記事本文:
シリア軍が首都とホムス間を制圧中

2014.2.14


 BBCによれば、シリア軍はカラモウン山脈(the Qalamoun mountains)の反政府派最後の拠点、ヤブルード(Yabroud・kmzファイルはこちら)に砲爆撃を再開したと、活動家は言いました。

 水曜日以来、軍用機が空爆を行い、大砲が戦略的な街を攻撃しています。住民は攻勢を恐れて、近くのレバノンへ逃げています。  同じ日、シリア政府と反政府派はジュネーブで一般的議題にすら合意できなかった後、国家連合は政治的移行のビジョンを含む書面を発表しました。計画はシリアからすべての外国人戦闘員の追放、国連による停戦監視を求めましたが、シリア政府のファイサル・メクダッド外務副大臣(Deputy Foreign Minister Faisal Mekdad)は「ショーだ」と切り捨て、それを検討することを拒否しました。ラダハル・ブラヒミ特使(Lakhdar Brahimi)は、米露当局から、状況から障害を除こうとしているとの保証を受け取ったと言い、より楽観的でした。

 ホムスの知事、タラル・アル・バラジ(Talal al-Barazi)によれば、ホムスの停戦は、さらに3日間延長されました。

資料の読解:
(a) シリア情勢の記事について、次の問いに答えてください。
(i) シリア軍が砲爆撃を再開した、カラモウン山脈における反政府派最後の拠点はどこですか。
(ii) 国家連合の書面について、ファイサル・メクダッド外務副大臣は何と言って切り捨てましたか。
(iii) タラル・アル・バラジ知事によれば、ホムスの停戦はさらに何日間延長されましたか。
(b) シリア情勢の記事の最後の文に続けて、その続きを書いてください。

保存済みの項目
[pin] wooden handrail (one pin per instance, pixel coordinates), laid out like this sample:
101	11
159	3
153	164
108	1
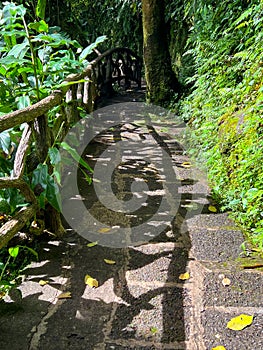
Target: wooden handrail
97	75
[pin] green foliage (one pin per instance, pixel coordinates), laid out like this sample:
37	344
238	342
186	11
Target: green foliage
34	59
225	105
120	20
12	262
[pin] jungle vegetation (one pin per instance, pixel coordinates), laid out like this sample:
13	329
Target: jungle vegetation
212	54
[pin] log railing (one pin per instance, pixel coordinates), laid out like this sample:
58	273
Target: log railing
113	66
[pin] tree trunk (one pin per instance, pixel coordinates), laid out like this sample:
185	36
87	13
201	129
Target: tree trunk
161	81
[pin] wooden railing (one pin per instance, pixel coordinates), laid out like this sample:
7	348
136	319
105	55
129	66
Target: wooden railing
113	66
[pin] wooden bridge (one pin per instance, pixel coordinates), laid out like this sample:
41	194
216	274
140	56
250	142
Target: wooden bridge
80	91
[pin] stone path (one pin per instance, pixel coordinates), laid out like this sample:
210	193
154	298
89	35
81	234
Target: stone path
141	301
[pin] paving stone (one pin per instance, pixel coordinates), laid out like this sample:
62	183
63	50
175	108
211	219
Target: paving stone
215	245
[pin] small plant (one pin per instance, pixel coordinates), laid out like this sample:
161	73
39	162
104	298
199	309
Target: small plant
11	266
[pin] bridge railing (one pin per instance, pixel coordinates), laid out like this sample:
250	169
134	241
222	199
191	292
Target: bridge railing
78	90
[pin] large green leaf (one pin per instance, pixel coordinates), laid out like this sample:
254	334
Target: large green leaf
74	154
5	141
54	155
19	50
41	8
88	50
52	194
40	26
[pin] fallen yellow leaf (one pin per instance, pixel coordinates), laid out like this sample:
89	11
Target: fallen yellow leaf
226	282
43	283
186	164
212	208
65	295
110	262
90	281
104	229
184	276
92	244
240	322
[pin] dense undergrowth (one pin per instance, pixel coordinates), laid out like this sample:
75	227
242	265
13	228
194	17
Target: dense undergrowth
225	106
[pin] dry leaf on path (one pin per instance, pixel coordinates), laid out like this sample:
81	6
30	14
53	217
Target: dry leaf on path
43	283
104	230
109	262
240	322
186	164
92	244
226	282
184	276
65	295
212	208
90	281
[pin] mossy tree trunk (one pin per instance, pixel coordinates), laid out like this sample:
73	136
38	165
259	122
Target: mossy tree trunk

項目別の解答:
(a)
(i) ヤブルード(Yabroud)
(ii) 「ショーだ」
(iii) 3日間

(b)
 政府派民兵とヒズボラのメンバーに支援されたシリア軍は、反政府派兵士をカラモウン山脈から追い出し、国境を越える補給路を遮断するために、11月中旬に攻勢を始めました。シリア軍はすでに、ダマスカスとホムスを結ぶ幹線道路に沿ったヤブルードの北東にある、カラ(Qara・kmzファイルはこちら)、デリ・アティエ(Deir Attiya・kmzファイルはこちら)、ナブク(Nabak・kmzファイルはこちら)を制圧しました。3年間の反乱の大半を反政府派に支配されたヤルブードは、今週まで大きな攻勢を逃れてきました。しかし、水曜日に軍用機と大砲が街を攻撃し始めました。

 地元反政府派のリワ・アル・ゴラバ旅団(Liwa al-Ghuraba)の公報は、ヒズボラ戦闘員と政府軍兵士が近くの丘に陣地を築こうとしていると言いました。「彼らは国境の道路を取ろうとして、戦力を集めています」とアブ・アナス(Abu Anas)は言いました。「いまやヤブルードでは動く者はいません。反政府軍は攻勢を防いでいます」「病院は怪我人でいっぱいです」。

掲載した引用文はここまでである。